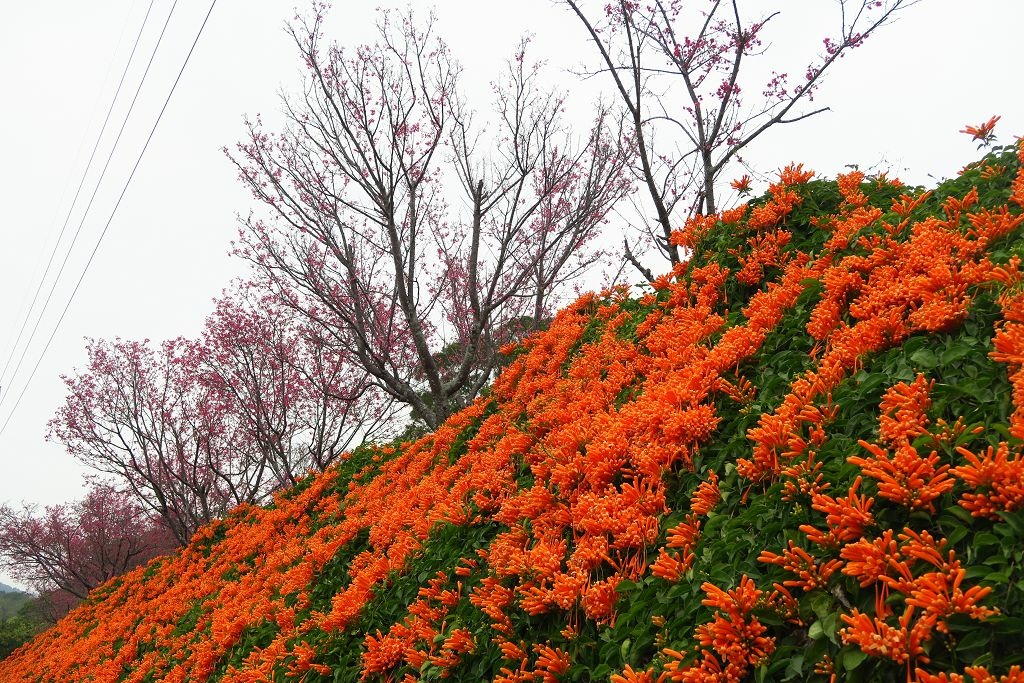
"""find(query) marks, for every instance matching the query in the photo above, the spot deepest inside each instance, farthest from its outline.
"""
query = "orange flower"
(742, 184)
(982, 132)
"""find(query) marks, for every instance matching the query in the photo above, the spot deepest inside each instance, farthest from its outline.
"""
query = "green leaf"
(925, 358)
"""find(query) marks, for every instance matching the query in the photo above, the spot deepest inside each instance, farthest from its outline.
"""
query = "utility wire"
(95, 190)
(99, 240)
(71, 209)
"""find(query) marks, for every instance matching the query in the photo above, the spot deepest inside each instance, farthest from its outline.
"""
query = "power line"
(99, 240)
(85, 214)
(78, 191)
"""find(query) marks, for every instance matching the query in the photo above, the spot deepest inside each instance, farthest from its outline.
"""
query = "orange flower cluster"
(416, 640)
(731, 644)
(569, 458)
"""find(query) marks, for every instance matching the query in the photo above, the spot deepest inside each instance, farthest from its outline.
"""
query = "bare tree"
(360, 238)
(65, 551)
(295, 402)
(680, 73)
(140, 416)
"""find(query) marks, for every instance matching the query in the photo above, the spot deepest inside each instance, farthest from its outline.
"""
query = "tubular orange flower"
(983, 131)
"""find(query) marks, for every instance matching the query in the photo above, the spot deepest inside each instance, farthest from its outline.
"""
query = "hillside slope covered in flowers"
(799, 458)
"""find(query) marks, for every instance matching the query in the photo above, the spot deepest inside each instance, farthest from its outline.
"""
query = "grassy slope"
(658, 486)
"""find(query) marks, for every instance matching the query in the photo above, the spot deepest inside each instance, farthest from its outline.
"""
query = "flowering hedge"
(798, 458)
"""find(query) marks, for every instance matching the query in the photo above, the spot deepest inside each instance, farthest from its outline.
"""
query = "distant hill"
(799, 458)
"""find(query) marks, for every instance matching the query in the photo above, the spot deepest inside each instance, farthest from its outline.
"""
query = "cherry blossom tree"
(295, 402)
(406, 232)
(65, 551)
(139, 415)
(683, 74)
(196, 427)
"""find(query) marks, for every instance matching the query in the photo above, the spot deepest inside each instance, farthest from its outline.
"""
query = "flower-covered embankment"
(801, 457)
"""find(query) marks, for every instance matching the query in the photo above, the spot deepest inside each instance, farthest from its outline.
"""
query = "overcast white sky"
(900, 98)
+++
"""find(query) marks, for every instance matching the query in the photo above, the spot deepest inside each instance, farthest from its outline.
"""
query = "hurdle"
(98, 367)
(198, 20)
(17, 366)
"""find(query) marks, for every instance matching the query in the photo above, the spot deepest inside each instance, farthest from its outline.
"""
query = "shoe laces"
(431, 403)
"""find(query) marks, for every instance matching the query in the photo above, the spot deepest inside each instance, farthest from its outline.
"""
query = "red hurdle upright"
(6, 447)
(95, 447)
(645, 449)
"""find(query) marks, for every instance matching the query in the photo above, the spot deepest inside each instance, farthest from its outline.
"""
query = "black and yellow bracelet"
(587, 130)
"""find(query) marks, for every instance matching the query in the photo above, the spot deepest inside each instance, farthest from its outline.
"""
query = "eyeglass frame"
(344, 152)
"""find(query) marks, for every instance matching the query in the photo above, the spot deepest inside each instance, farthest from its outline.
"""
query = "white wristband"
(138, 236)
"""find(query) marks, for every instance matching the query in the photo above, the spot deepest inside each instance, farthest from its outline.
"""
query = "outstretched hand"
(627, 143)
+++
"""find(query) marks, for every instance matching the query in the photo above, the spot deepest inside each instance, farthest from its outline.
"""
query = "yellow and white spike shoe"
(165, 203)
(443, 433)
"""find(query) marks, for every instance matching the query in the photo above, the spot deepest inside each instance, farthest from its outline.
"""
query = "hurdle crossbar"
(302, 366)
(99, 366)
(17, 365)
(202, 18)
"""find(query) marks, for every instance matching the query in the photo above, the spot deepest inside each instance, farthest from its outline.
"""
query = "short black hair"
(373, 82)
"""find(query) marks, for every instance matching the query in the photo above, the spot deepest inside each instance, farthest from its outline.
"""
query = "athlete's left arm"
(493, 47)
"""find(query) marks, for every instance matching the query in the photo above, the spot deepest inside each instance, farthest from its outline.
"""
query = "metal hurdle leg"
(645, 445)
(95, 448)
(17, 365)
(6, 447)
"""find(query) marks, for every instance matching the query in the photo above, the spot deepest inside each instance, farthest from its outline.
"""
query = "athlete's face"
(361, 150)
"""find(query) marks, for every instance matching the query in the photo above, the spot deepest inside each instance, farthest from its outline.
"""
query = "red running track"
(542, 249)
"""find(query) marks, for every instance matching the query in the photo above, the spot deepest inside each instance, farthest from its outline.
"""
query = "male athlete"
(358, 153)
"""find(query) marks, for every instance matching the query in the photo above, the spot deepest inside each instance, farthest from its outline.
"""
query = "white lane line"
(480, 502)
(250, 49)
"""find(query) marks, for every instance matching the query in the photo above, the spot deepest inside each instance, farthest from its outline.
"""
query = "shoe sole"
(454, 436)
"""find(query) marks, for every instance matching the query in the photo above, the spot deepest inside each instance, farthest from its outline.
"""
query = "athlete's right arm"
+++
## Prompt
Please report each line of the entries above that contains the string "white".

## Answer for this exercise
query = "overcast white sky"
query = "white wristband"
query = "yellow and white spike shoe"
query = "white lane line"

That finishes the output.